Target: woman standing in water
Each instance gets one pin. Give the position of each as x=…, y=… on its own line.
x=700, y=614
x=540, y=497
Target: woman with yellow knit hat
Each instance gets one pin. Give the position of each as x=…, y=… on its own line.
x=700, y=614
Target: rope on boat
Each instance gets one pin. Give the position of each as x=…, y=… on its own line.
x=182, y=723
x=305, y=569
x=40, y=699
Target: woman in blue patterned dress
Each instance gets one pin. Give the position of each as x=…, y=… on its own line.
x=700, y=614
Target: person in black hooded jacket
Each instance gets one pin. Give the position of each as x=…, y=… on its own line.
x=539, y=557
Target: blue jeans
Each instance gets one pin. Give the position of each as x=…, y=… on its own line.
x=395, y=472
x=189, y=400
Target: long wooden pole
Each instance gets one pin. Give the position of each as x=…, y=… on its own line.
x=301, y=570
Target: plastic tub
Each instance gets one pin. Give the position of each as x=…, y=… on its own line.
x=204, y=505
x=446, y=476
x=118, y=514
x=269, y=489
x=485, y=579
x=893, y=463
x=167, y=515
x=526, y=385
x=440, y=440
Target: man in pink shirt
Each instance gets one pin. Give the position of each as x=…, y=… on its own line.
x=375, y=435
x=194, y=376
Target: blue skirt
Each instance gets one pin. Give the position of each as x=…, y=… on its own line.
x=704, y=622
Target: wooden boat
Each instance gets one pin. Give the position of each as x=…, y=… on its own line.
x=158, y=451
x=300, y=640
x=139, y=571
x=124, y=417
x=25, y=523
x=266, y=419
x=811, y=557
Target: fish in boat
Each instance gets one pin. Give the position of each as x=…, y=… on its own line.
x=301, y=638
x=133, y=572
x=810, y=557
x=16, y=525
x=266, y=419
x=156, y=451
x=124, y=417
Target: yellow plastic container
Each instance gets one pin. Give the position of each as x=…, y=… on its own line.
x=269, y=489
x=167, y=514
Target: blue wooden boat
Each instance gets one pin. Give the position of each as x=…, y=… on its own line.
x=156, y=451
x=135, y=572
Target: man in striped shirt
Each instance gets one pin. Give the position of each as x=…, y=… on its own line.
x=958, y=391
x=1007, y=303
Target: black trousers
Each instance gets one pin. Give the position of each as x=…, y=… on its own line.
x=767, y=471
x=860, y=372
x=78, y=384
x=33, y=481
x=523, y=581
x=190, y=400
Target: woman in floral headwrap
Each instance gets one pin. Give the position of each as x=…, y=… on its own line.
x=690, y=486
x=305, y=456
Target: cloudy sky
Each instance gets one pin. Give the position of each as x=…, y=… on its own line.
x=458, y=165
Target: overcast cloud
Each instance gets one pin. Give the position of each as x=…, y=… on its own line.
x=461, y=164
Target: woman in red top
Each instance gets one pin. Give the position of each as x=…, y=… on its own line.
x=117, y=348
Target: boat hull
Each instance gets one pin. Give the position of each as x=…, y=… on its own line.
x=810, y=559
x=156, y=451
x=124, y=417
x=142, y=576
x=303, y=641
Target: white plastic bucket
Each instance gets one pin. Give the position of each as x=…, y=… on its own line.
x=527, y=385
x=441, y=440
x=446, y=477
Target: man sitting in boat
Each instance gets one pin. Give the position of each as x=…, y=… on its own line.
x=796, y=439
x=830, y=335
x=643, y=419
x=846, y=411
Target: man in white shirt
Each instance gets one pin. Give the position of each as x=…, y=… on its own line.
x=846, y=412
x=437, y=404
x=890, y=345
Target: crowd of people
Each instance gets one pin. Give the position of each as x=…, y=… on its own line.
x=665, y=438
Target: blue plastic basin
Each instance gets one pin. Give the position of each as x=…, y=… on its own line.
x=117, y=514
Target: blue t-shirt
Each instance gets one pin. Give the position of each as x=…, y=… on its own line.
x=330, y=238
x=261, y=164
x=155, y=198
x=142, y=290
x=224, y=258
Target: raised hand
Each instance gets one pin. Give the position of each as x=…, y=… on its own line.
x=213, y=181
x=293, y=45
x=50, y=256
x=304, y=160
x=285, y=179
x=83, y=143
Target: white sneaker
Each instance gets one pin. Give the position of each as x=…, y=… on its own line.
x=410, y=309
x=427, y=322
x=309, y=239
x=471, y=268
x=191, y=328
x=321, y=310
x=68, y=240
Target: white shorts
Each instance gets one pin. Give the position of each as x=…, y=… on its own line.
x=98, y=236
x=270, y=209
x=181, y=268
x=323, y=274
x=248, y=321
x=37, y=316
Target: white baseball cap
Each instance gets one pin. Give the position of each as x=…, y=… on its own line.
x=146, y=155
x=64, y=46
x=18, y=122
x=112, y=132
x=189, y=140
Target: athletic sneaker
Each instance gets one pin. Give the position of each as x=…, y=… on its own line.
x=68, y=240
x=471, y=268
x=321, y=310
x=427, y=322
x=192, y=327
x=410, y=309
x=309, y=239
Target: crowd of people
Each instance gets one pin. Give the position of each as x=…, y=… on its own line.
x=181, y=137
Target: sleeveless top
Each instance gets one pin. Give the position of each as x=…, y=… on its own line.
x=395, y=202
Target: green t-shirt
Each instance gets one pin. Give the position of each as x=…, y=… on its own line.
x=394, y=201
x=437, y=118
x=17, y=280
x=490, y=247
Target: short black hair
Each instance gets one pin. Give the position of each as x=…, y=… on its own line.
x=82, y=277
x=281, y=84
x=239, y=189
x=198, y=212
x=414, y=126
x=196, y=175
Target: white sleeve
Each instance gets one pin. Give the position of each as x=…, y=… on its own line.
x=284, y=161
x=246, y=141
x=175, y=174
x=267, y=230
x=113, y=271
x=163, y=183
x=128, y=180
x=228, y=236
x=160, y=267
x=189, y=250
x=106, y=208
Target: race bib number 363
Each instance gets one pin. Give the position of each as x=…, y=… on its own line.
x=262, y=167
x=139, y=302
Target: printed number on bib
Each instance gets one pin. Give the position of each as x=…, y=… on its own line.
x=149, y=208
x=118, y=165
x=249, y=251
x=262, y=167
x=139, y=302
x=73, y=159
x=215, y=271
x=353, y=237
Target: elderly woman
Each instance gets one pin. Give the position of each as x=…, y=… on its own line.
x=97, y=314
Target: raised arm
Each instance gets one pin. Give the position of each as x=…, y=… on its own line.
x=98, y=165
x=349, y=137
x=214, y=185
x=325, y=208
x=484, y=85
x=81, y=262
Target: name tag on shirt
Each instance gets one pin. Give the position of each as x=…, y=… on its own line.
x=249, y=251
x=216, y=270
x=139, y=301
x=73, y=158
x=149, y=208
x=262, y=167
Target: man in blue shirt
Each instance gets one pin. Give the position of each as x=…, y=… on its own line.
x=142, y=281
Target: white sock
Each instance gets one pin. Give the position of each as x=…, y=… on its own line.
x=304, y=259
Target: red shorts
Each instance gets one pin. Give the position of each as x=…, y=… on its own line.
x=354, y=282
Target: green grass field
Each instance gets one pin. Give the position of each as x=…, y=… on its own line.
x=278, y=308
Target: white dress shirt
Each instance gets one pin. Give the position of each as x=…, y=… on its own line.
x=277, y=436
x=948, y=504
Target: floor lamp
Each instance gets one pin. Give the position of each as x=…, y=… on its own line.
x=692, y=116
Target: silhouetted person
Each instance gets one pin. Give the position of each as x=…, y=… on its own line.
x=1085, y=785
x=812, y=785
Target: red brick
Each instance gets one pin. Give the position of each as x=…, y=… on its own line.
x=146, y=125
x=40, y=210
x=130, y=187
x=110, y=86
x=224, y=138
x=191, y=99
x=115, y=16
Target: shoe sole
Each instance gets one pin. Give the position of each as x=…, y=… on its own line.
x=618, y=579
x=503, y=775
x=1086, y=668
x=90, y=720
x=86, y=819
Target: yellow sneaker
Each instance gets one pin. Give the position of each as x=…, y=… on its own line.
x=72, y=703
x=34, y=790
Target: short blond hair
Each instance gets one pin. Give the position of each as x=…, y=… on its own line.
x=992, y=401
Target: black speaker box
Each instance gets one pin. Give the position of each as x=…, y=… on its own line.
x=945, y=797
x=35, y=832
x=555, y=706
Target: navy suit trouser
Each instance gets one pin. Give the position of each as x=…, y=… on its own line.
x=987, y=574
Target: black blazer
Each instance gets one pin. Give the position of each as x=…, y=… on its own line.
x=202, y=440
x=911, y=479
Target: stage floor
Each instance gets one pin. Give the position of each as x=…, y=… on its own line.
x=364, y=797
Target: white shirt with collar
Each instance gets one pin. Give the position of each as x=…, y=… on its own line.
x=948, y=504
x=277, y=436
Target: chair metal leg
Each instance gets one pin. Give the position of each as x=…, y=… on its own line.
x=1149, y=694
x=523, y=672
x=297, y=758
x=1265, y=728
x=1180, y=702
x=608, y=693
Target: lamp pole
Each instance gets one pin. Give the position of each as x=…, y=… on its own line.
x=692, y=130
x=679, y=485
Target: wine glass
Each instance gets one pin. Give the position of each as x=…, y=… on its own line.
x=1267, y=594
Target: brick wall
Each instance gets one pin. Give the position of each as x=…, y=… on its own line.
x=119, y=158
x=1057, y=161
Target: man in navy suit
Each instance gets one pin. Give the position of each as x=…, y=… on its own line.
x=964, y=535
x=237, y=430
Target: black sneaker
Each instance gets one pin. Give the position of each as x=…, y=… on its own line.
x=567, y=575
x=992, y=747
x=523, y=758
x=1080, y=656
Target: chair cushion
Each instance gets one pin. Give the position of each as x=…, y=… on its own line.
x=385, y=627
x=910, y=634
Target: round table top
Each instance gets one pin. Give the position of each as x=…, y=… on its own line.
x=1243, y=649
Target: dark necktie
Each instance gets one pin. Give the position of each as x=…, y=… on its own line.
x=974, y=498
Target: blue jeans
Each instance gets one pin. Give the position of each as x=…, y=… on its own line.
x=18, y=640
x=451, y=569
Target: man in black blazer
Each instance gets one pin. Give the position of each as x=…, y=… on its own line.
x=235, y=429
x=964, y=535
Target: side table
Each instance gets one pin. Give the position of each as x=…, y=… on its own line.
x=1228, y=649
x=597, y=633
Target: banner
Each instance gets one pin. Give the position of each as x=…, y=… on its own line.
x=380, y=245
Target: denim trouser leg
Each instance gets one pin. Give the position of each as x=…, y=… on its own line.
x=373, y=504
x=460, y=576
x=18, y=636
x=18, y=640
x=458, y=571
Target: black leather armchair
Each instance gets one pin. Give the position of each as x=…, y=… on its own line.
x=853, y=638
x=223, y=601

(What the exercise asks):
Your task is to quote, without any alteration, the lines running from the top of the records to the line that holds "Target: man in pink shirt", both included.

(Task answer):
Target: woman standing in water
Each instance gets one pin. Give the position of each as x=…, y=… on its own line.
x=700, y=614
x=540, y=497
Target: woman with yellow knit hat
Each instance gets one pin. Give the position of each as x=…, y=… on its own line.
x=700, y=614
Target: rope on boat
Each instance gets one pin. Give the position of each as x=…, y=… on its own line.
x=182, y=723
x=305, y=569
x=40, y=699
Target: woman in blue patterned dress
Each instance gets one pin. Give the position of each as x=…, y=… on its own line.
x=700, y=614
Target: person in black hooded jacket
Each instance gets one pin. Give the position of each as x=…, y=… on its own line.
x=539, y=557
Target: blue jeans
Each instance gets one pin. Give the position of each as x=…, y=… on its own line.
x=395, y=472
x=189, y=400
Target: long wooden pole
Each instance gets one pin. Give the position of each as x=…, y=… on its own line.
x=301, y=570
Target: plastic tub
Each instance gets one pin. Give the position of each as x=…, y=… on its own line.
x=204, y=505
x=446, y=476
x=118, y=514
x=269, y=489
x=485, y=579
x=893, y=463
x=167, y=515
x=526, y=385
x=440, y=440
Target: man in pink shirt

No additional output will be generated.